↓↓↓

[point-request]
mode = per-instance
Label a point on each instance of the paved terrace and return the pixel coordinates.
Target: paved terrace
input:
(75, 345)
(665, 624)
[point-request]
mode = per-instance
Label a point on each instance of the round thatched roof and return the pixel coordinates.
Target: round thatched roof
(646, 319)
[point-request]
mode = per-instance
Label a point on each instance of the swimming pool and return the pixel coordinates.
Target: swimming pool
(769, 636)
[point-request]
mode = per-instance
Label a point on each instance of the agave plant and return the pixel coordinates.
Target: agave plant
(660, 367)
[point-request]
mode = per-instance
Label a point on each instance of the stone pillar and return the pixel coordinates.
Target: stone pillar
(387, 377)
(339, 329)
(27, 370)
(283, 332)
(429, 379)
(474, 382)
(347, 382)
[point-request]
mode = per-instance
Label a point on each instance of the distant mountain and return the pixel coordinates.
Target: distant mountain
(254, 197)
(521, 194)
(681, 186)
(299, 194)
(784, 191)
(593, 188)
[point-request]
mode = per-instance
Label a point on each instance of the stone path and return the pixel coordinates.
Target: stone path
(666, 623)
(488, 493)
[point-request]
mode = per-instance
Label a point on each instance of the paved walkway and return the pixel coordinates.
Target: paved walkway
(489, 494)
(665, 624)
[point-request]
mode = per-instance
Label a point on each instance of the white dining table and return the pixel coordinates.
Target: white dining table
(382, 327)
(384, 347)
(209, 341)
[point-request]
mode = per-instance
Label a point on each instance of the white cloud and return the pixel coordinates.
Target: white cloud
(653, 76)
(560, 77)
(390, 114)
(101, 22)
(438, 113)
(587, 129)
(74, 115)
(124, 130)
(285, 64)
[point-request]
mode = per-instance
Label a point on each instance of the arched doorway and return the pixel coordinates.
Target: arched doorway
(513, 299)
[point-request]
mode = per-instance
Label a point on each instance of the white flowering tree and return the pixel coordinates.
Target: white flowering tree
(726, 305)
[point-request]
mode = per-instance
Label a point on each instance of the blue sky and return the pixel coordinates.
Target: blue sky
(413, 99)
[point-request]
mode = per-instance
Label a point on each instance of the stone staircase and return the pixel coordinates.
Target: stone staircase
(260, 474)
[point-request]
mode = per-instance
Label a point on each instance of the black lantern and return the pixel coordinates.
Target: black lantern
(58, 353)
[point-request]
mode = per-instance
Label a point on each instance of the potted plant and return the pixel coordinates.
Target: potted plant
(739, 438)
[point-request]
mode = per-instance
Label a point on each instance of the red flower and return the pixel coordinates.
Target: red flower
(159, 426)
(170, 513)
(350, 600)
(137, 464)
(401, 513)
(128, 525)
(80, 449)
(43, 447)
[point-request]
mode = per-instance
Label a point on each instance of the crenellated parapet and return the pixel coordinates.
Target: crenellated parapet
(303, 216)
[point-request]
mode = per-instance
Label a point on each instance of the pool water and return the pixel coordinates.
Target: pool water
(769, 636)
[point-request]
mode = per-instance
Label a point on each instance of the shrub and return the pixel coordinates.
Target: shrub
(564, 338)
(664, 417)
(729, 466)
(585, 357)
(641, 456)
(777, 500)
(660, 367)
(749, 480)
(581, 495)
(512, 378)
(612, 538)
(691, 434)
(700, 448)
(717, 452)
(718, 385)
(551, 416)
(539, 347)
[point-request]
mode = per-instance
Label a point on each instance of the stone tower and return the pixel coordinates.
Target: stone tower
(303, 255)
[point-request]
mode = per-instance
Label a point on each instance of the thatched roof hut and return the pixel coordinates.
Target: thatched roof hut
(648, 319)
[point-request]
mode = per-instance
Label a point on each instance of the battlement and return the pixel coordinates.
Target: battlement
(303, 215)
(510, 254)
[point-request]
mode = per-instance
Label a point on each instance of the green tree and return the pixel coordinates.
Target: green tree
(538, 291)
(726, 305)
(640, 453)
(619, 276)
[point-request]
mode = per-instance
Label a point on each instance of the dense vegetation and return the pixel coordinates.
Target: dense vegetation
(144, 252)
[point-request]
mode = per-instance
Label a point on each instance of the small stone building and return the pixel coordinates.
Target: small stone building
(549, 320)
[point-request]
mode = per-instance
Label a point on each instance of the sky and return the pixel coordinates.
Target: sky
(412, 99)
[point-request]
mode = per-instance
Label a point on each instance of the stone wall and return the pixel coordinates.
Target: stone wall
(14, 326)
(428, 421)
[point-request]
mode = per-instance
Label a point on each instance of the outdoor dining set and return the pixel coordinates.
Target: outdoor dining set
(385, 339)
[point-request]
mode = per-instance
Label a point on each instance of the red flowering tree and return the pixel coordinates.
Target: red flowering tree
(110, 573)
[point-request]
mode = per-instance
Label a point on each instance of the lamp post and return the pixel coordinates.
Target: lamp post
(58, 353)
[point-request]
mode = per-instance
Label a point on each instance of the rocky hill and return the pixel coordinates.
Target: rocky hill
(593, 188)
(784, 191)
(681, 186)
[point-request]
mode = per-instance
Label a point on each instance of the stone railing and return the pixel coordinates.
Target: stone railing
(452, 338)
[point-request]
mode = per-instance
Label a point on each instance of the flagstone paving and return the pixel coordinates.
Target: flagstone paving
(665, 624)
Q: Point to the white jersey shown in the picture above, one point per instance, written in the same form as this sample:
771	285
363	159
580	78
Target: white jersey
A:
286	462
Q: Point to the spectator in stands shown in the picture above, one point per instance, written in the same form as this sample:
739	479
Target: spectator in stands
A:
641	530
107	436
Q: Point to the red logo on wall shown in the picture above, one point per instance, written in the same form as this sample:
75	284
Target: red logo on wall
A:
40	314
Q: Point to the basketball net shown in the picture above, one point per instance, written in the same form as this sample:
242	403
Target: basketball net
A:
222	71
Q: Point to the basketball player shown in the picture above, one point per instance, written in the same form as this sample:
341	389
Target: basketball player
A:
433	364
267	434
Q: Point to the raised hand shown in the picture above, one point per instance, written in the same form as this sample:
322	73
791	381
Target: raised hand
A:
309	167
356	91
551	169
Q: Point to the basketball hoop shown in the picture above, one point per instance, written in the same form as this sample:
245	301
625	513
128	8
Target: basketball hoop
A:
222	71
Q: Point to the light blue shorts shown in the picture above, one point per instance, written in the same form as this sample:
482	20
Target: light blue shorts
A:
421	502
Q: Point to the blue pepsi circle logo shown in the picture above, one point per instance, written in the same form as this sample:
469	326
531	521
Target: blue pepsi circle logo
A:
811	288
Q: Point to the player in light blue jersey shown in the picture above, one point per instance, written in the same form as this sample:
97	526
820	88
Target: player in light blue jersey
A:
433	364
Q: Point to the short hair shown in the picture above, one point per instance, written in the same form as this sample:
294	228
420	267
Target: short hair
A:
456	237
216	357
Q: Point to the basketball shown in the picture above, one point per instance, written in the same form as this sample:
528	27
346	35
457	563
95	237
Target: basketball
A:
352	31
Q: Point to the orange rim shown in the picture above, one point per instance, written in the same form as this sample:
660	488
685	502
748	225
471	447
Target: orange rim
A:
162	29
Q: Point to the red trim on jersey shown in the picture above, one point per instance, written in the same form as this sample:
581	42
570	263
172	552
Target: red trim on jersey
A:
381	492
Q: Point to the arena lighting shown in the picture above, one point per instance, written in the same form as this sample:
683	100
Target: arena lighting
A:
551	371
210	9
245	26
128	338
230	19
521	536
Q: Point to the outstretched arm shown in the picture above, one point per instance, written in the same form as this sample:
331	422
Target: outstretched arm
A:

↑↑↑

• **WHAT TO WORK ON**: Reproduce all of the records above, substituting "Object:" for every occurrence of "Target:" and leaving everything else unchanged.

• **OUTPUT FOR THIS TASK**:
[point-request]
mode = per-instance
Label a point on each instance of the paved terrace and return the pixel coordinates.
Object: paved terrace
input:
(75, 345)
(665, 624)
[point-request]
mode = per-instance
Label a point on each instance of the round thatched roof and return the pixel coordinates.
Object: round thatched roof
(646, 319)
[point-request]
mode = per-instance
Label a point on each instance of the swimming pool and return the pixel coordinates.
Object: swimming pool
(769, 636)
[point-request]
mode = per-instance
Label a point on each instance of the agave plant and return the pixel coordinates.
Object: agave plant
(660, 367)
[point-request]
mode = per-instance
Label a point on each instance of the stone pillar and return the pixel coordinates.
Object: stone pillar
(387, 377)
(339, 329)
(27, 370)
(283, 332)
(429, 379)
(474, 382)
(347, 382)
[point-request]
mode = per-instance
Label a point on each instance of the distant mountain and return the pixel coordinates.
Object: distant mountain
(254, 197)
(521, 194)
(681, 186)
(299, 194)
(784, 191)
(593, 188)
[point-request]
mode = per-instance
Label a point on each instance of the stone path and return the pixel coordinates.
Object: stone path
(666, 623)
(488, 493)
[point-request]
mode = per-instance
Label a point on each instance of the paved walkway and return the pixel coordinates.
Object: paved walkway
(489, 494)
(665, 624)
[point-request]
mode = per-instance
Label a point on each instance of the white dining table and return the pixel coordinates.
Object: white dining table
(382, 327)
(384, 347)
(209, 341)
[point-request]
mode = per-instance
Label a point on each instance of the white cloud and return the pixel coordinates.
Object: white cloud
(653, 76)
(560, 77)
(390, 114)
(101, 22)
(438, 113)
(587, 129)
(74, 115)
(124, 130)
(285, 64)
[point-request]
mode = per-instance
Label a point on each instance of the arched doorway and return the pixel coordinates.
Object: arched doorway
(513, 299)
[point-request]
mode = per-instance
Label a point on each instance of the white flowering tree and return the pixel coordinates.
Object: white flowering tree
(726, 305)
[point-request]
mode = per-instance
Label a point on each instance of the blue sky and return the pixel coordinates.
Object: blue sky
(413, 99)
[point-request]
mode = per-instance
Label a point on each instance of the stone staircase and return the pixel coordinates.
Object: stone staircase
(260, 474)
[point-request]
mode = per-instance
Label a point on each instance of the black lantern and return the pixel coordinates.
Object: black lantern
(58, 353)
[point-request]
mode = per-instance
Label a point on each instance of the potted plant and return the pixel coordinates.
Object: potted plant
(739, 438)
[point-request]
mode = per-instance
Label a point on each instance of the red flower and return the pixel coordinates.
Object: red flower
(159, 426)
(170, 513)
(350, 600)
(137, 464)
(401, 513)
(128, 525)
(80, 449)
(43, 447)
[point-request]
mode = per-instance
Label a point on each instance of the crenellated parapet and return the pixel coordinates.
Object: crenellated parapet
(303, 216)
[point-request]
mode = per-instance
Label a point on each instance of the pool water and return the pixel coordinates.
Object: pool water
(769, 636)
[point-request]
mode = per-instance
Label a point on each instance of the shrub and return the pixel coordinates.
Object: shrub
(564, 338)
(664, 417)
(729, 466)
(585, 357)
(641, 456)
(777, 500)
(660, 367)
(749, 480)
(581, 495)
(512, 378)
(612, 538)
(691, 434)
(700, 448)
(717, 452)
(718, 385)
(551, 416)
(539, 347)
[point-request]
mode = per-instance
Label a point on each instance of the stone tower and return the pixel coordinates.
Object: stone tower
(303, 255)
[point-request]
mode = per-instance
Label a point on each instance of the thatched roof hut and return the pixel coordinates.
Object: thatched roof hut
(648, 319)
[point-request]
mode = per-instance
Label a point on each instance of the battlement and return the pixel coordinates.
Object: battlement
(303, 215)
(510, 254)
[point-request]
mode = per-instance
Label a point on each instance of the green tree and return the pixel coordinates.
Object: green tree
(538, 291)
(726, 305)
(640, 453)
(619, 276)
[point-request]
mode = per-instance
Label a point on each instance of the dense vegetation and return the pixel coordinates.
Object: dense vegetation
(144, 252)
[point-request]
mode = per-instance
Label a point on each instance of the small stone building and return the pixel coordinates.
Object: small stone building
(549, 320)
[point-request]
mode = per-instance
Label a point on each instance of the sky and return the pixel coordinates.
Object: sky
(412, 99)
[point-request]
mode = per-instance
Label a point on each instance of the stone wall and return the pixel coordinates.
Object: stone wall
(14, 326)
(428, 421)
[point-request]
mode = per-instance
Label a point on each instance of the outdoor dining set and return the pixel coordinates.
Object: outdoor dining set
(385, 339)
[point-request]
mode = per-instance
Label a point on each instance of the red flowering tree and return the pixel coordinates.
Object: red flowering tree
(110, 573)
[point-request]
mode = per-instance
Label a point on each instance of the lamp post and return the pixel coordinates.
Object: lamp post
(58, 353)
[point-request]
mode = per-instance
Label a point on each instance of the rocky hill and return the pixel coordinates.
Object: rocky hill
(593, 188)
(784, 191)
(681, 186)
[point-request]
mode = per-instance
Label a point on each instance of the stone railing and return the pixel coordinates.
Object: stone railing
(452, 338)
[point-request]
mode = per-instance
Label a point on each instance of the flagstone paving and return the pixel coordinates.
Object: flagstone paving
(665, 624)
Q: Point to the white jersey shown in the picture above, one point per instance, written in the same form as this sample:
771	285
363	159
580	78
Object: white jersey
A:
286	462
Q: Point to the spectator in stands shown in the picture above, one point per instance, written in the same form as this sample:
739	479
Object: spectator in stands
A:
641	530
107	436
Q: Point to the red logo on wall shown in the picture above, one point per instance, written in the same form as this sample:
75	284
Object: red logo on wall
A:
40	314
Q: Point to the basketball net shown in the picture above, one point per instance, written in the same form as this sample:
242	403
Object: basketball net
A:
222	71
Q: Point to the basketball player shown in the picture above, one point per instance, written in the same form as this sample:
341	389
Object: basketball player
A:
433	364
267	434
Q: Point to the raised hand shown in the picture above, one point per instance, written in the same form as this sample:
322	73
791	381
Object: raised hand
A:
309	167
356	91
551	169
Q: Point to the basketball hoop shown in the picture above, one point per instance, written in the same form as this sample:
245	301
625	513
128	8
Object: basketball hoop
A:
222	71
Q: Point to the light blue shorts shown in the picture above, one point per instance, written in the same form as this sample:
482	20
Object: light blue shorts
A:
421	502
Q: Point to the blue pepsi circle logo shown in the picture above, one point per instance, written in the same form as this sample:
469	326
531	521
Object: blue pepsi circle logo
A:
811	288
Q: Point to the player in light blue jersey shown in the picture above, one point per instance, written in the same form as this sample:
97	526
820	88
Object: player in light blue jersey
A:
433	364
Q: Point to the short hair shown in the picture above, one point per instance, written in the same form as this sample:
294	228
420	267
Object: short hair
A:
456	237
216	357
Q: Point to the basketball shown in the picture above, one point per instance, written in the same form as this sample:
528	27
346	35
457	563
95	237
Object: basketball
A:
352	31
Q: Point to the orange rim shown in the picture above, one point per instance, written in the same form as this sample:
660	488
685	502
748	225
471	447
Object: orange rim
A:
162	29
Q: Point to the red trim on jersey shown in the picture above, one point per instance, written in the same form as this sample:
581	42
570	263
172	552
Object: red trim on jersey
A:
381	492
Q: Point to the arena lighting shown in the picture above, one point per instance, written in the same form as this sample:
683	100
Object: arena lighting
A:
551	371
210	9
245	26
128	338
230	19
521	536
Q: Point to the outstretched arm shown in the picture above, one point per instance, written in the same form as this sample:
331	422
Object: outstretched arm
A:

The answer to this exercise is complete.